__To do__
• a. In the passage about Noah, how many years did Noah live after the flood?
• b. Reproduce word for word the stretch of the passage about Noah that opens with the words containing "Historically, we see" and closes with "And he died.".

[Start Passage to read]

Historically, we see Israel interacting with other Shemites and Hamites throughout the Former Days, up to the exile. After the exile, in the Latter Days, Israel interacts with Japhethite nations primarily. This history, however, comes to an end with the end of Israel and the Oikumene in ad 70 (Matthew 23:35; Revelation 1-22), and it is completely illegitimate to try and characterize post-Biblical Shemites and Japhethites as "specialists in religion" and "specialists in culture" respective, as again Custance has done.

A’ Noah’s Life and Death:

28And Noah lived after the flood three hundred years and fifty years.
29And all the days of Noah were nine hundred years and fifty years.
And he died.

The first statement indicates that Noah lived in the new creation 350 years. But then we are linked with the old creation by saying that he a total of 950 years. The new creation was not a complete break, but a development of the old. The full new creation has not come.

And Noah died. He was a type of the Messiah to come, but was not the Messiah. His rule in history came to an end.

Conclusion

The principles revealed in this story are permanent and abiding. A few years ago, I witnessed them in action. A woman manager who had built up a business over several years came into a time of crisis in her life. She was depressed a good deal of the time and almost had a nervous breakdown. She had to depend on her assistant. The assistant decided that she was incompetent, and in fact had chafed under her authority for some time. He was convinced that he could do a better job. The assistant went to the owner of the business and told stories about the woman’s depression, arguing that she could not handle things any longer. The woman was demoted and the assistant was promoted. Within a couple of years, the newly promoted manager had wrecked the business through incompetence, and his life has gone downhill from there. I’ve seen this story more than once, and if you’ve lived for very long, you probably have as well.

Noah did nothing wrong. Ham had to search out Noah’s life (tent) and then make an issue out of something that was not really a problem: a couple of glasses of wine and an afternoon nap. But let us suppose that Noah was becoming a real drunkard, as some have imagined. What then? Even so, it was not Ham’s place to magnify this problem into an excuse for mounting a revolution.

Ham was the "youngest" son. Why is this stressed? Partly because it is the temptation of youth to think that they know better. Ham may not have said "Don’t trust anyone over 30," but he was saying "Don’t trust anyone over 600."

Ham had other options. He might have moved away with Noah’s blessing and started up his own culture, just as the assistant in the story above might have started his own operation, or moved into a genuinely open managerial position elsewhere.

Or, Ham might have waited with his brothers until Noah was ready to retire, or died.

But he didn’t.

Those who are impatient for authority will become slaves.

[End Passage to read]
[Start Data lines]

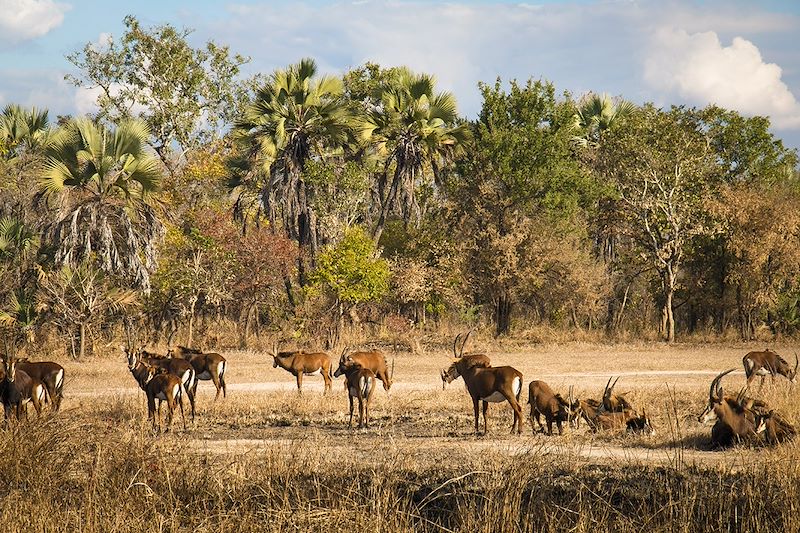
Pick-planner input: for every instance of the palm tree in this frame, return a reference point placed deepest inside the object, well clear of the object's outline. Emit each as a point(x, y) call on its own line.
point(294, 116)
point(415, 128)
point(595, 115)
point(101, 180)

[End Data lines]

__Solutions to each task__
• a. 350 years.

• b.
Historically, we see Israel interacting with other Shemites and Hamites throughout the Former Days, up to the exile. After the exile, in the Latter Days, Israel interacts with Japhethite nations primarily. This history, however, comes to an end with the end of Israel and the Oikumene in ad 70 (Matthew 23:35; Revelation 1-22), and it is completely illegitimate to try and characterize post-Biblical Shemites and Japhethites as "specialists in religion" and "specialists in culture" respective, as again Custance has done.

A’ Noah’s Life and Death:

28And Noah lived after the flood three hundred years and fifty years.
29And all the days of Noah were nine hundred years and fifty years.
And he died.